Dataset records
* begin *
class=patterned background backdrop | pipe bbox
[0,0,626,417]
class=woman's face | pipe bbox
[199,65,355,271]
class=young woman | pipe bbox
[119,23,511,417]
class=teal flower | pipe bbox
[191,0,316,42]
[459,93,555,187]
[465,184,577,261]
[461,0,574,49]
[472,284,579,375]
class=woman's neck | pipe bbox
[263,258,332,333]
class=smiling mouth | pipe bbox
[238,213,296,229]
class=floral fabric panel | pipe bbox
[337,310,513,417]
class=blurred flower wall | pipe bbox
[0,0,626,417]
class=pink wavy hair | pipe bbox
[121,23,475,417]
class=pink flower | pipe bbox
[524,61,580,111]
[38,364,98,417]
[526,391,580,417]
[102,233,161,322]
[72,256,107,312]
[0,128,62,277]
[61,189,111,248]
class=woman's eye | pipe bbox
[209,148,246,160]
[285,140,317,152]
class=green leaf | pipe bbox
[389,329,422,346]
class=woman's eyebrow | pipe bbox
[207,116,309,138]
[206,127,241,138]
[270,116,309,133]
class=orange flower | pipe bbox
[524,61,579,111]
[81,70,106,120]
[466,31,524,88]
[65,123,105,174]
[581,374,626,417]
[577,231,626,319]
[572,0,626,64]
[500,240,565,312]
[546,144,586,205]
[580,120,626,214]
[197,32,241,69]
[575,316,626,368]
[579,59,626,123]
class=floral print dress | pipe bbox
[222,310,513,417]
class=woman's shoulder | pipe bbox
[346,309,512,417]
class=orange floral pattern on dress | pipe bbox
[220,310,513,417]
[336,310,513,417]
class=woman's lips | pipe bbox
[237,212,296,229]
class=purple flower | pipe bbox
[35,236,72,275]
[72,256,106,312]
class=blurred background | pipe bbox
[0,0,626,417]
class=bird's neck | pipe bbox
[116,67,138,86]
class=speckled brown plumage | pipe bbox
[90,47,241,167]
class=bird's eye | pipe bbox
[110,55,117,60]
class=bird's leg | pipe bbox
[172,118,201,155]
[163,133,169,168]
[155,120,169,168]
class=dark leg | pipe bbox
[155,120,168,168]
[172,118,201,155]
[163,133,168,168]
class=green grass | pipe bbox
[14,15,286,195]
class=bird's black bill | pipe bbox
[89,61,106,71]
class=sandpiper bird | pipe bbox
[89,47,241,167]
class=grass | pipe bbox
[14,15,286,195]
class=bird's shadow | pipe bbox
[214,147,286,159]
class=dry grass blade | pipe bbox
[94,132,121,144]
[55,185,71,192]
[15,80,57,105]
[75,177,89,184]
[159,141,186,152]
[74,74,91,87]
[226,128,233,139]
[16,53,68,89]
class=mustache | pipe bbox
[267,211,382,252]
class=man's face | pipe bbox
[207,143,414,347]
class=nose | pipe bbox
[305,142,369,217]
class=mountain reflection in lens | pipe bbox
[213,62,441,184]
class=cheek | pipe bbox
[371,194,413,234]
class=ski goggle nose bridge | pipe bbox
* end *
> Task statement: Give the number of lines in the data above that contain the string "face". Reply with the number only.

> Task result: 2